One Christmas wish we all share

One Christmas wish we all share

Illuminate newsletter index page, December 2018
December 2018


Kathy holding a photo of her late husband George.

We all want more time with the people we love.

George had just turned 60 when he was suddenly diagnosed with cancer of the gall bladder.

For someone so fit and healthy, being diagnosed with a cancer of the digestive system was a shock.

George’s wife Kathy said, “George was very particular about food and fitness. You know, doing those super healthy things that you think are going to be your life insurance for longevity.”

Vitally important research

Of course, George isn’t alone. It is estimated that 28,900 new cases of digestive-tract cancers will be diagnosed in Australia this year. With such disturbing statistics, our dedicated scientists here at the Institute are determined to understand the causes of disease in order to improve treatment options for patients.

Dr Tracy Putoczki and her team have started to look at how cancers of the digestive system advance and how they might be able to block this at the molecular level. The researchers are monitoring existing treatments as well as trialling more effective approaches.

This research is vitally important because in 2018 alone, around 13,800 people will die from a digestive-tract cancer, with men more likely to die from these cancers than women.

Gone too soon

“George did not talk a lot about the fact that he wasn’t going to survive. He used to say that this happened 10 years too soon. He was trying to buy time for the research to catch up,” said Kathy.

So even though he had little chance of surviving five years, George still underwent chemo and radiotherapy. He participated in clinical trials. He and Kathy even went overseas and spoke to specialists. George knew advancements were being made and he just had to somehow stay alive long enough. Sadly, it wasn’t to be, and Kathy lost her lifelong friend and husband.

Kathy hopes that other people won’t have the same struggles that they had and now volunteers her time as a ‘research buddy’ at the Institute. She believes that supporting research at the Institute will help families like hers have better outcomes.

_Task goal_: Retype the passage from the newsletter article about George and Kathy, starting with "Kathy holding a" and going on through "the gall bladder.".

_Given information_:
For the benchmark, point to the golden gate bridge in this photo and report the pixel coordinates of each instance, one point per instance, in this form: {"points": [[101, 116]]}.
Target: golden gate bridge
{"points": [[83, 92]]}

_Solution below_:
Kathy holding a photo of her late husband George.

We all want more time with the people we love.

George had just turned 60 when he was suddenly diagnosed with cancer of the gall bladder.